## Problems and tasks
A) According to the text on the Grizzly snuff brand, in what year did metal lids become standard?
B) Carry on the text about the Grizzly snuff brand from its final sentence.
------ Text ------
Grizzly is an American brand of dipping tobacco (moist snuff) that was introduced in 2001. It is made by the American Snuff Company.

History

Grizzly was first sold in 2001 at lower prices and was originally available in Long Cut Wintergreen (green tin) and Fine Cut Natural (red tin). By the end of 2006, Long Cut Straight (maroon tin), Long Cut Mint (blue tin), Long Cut Natural (silver tin) and Fine Cut Wintergreen (olive tin) were also introduced.  Snuff and Wintergreen Pouches were released in 2008, and also began an attempt to change its market position into an upmarket brand.  Metal lids became standard in 2010, replacing the previous all-plastic cans.  Wide Cut Wintergreen was released in 2014 , Dark Wintergreen Long Cut and Pouches were released in 2015 and Dark Mint long cut and pouches released in September 2016.
------ Supplied records ------
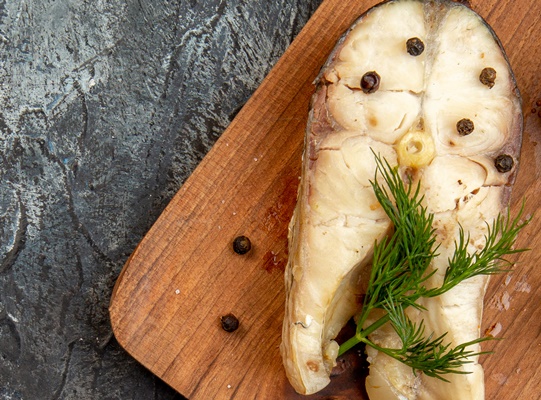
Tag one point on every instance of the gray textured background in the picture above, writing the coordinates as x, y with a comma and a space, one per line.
106, 106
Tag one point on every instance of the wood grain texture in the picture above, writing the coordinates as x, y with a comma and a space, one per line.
184, 275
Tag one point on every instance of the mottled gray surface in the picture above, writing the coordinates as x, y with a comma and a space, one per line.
106, 106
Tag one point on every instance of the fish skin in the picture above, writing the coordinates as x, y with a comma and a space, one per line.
337, 218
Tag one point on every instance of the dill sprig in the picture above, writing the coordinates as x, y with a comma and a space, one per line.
401, 267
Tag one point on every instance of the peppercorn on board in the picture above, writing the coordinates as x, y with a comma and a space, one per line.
184, 276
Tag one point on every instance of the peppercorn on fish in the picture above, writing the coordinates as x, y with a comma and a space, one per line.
426, 86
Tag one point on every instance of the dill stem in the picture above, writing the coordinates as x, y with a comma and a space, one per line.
361, 335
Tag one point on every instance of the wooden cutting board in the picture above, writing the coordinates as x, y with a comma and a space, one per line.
184, 275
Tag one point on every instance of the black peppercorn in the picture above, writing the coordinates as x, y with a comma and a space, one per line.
230, 323
370, 82
415, 46
504, 163
488, 77
242, 245
465, 127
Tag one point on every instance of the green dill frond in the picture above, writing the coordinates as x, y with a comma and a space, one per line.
401, 267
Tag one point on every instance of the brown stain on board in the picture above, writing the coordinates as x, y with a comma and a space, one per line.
273, 261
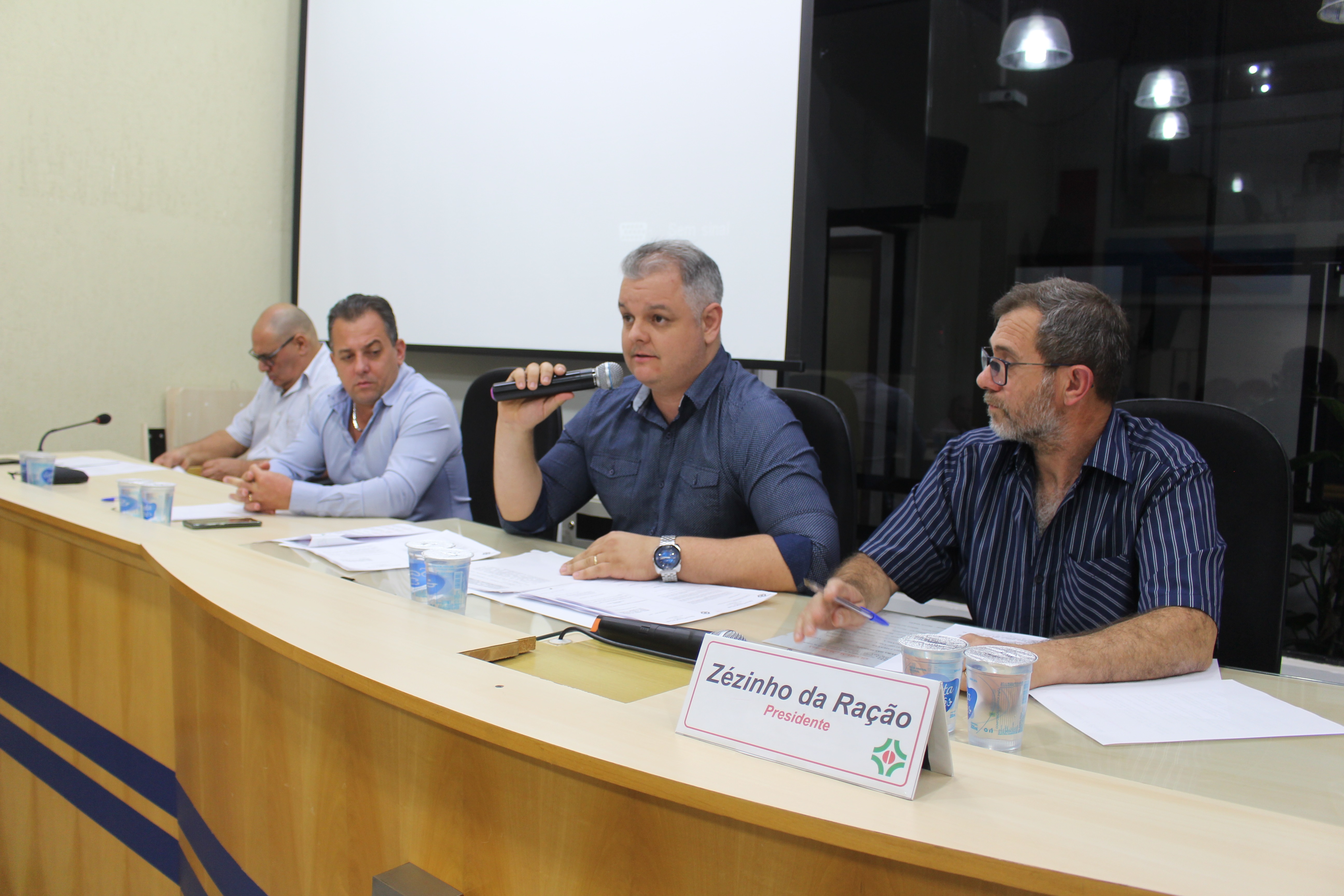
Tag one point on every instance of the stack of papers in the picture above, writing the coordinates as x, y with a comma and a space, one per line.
869, 645
1197, 707
380, 547
105, 467
533, 582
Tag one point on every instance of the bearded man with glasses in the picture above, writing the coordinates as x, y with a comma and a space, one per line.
298, 369
1066, 518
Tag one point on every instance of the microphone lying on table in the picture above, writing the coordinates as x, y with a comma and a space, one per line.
64, 475
608, 375
669, 643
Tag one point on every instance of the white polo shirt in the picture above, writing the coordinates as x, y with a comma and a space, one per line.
273, 418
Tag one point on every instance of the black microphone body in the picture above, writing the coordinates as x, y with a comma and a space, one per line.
103, 420
674, 640
608, 375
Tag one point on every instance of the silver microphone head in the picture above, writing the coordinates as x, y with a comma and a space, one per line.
608, 375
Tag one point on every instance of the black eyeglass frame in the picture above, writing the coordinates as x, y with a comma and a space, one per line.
269, 358
990, 361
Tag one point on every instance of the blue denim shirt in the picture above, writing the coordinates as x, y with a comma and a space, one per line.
1138, 531
733, 463
408, 463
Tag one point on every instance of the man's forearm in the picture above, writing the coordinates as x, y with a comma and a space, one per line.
518, 479
751, 562
218, 444
1168, 641
867, 577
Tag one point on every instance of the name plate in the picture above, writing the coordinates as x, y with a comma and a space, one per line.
870, 727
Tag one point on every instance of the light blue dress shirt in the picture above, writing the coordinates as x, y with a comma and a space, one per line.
407, 465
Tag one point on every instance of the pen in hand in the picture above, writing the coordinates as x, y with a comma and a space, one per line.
849, 605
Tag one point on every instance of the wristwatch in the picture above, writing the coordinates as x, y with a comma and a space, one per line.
667, 558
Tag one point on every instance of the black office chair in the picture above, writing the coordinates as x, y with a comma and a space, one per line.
------
## Outputs in order
A) 2010

B)
As of December 2014, Grizzly was cited as the flagship brand of Reynolds American with a 31.1% market share in snuff brands.

Varieties

 Long Cut Natural (Also known as Grizzly 1900 Long Cut, or Grizzly Natural 1900)
 Fine Cut Natural
 Extra Long Cut Natural
 Snuff
 Snuff Pouches
 Long Cut Straight
 Straight Pouches
 Long Cut Mint
 Mint Pouches
 Fine Cut Wintergreen
 Long Cut Wintergreen
 Wintergreen Pouches
 Wide Cut Wintergreen
 Long Cut Dark Wintergreen (fire-cured tobacco)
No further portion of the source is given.